Días de Siria

Llego de Beirut, ciudad en paz, desbordada de basuras que nadie recoge de su calles, a Damasco, en guerra, pero de limpio aspecto. La carretera entre ambas poblaciones tan cercanas pero de estilo de vida y de historia tan diferentes, está vacía. Esta es la carretera más vital para el régimen sirio porque es la única segura que une su territorio con el mundo exterior. Hacen obras en sus cunetas para instalar nuevos cables de la línea telefónica. “Fíjese -observa mi chófer-, aquí hay guerra pero también han colocado pantallas de radar para controlar la velocidad”.

A pocos kilómetros de la línea divisoria sobrevuelan aviones de combate sirios, y se oye el retumbar de sus bombardeos sobre la vecina localidad siria de Zamaran, donde el ejército con apoyo de los aguerridos milicianos de Hezbollah, está a punto de reconquistarla. En esta zona montañosa del Qalamun se libra desde hace meses una batalla estratégica contra los yihadistas. Pasa raudo el convoy de automóviles blindados de Misura, el enviado especial de la ONU en Siria, en su enésima visita a Damasco, en su imposible misión de conseguir algún compromiso parcial entre el gobierno y la oposición que sirviese para aliviar los sufrimientos de la población civil. Entre los carteles de propaganda del ejército y de alabanzas al Rais Asad y al secretario general de Hezbollah, jeque Nasrallah, hay colgados sorprendentes anuncios futuristas sobre la “Reconstrucción de Siria”.

=-=-=

* [INDICACIÓN]
Por favor, responde a estas preguntas con datos del texto:
(a) ¿Qué se instala con las obras en las cunetas de la carretera?
(b) ¿Sobre qué localidad siria se oye el retumbar de los bombardeos?
(c) ¿Cómo se llama el enviado especial de la ONU en Siria?

(Entradas almacenadas)

=-=-=

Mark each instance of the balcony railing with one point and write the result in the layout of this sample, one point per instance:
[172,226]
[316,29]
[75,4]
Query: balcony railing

=-=-=

* [RESPUESTA]
(a) Nuevos cables de la línea telefónica.
(b) Sobre Zamaran.
(c) Misura.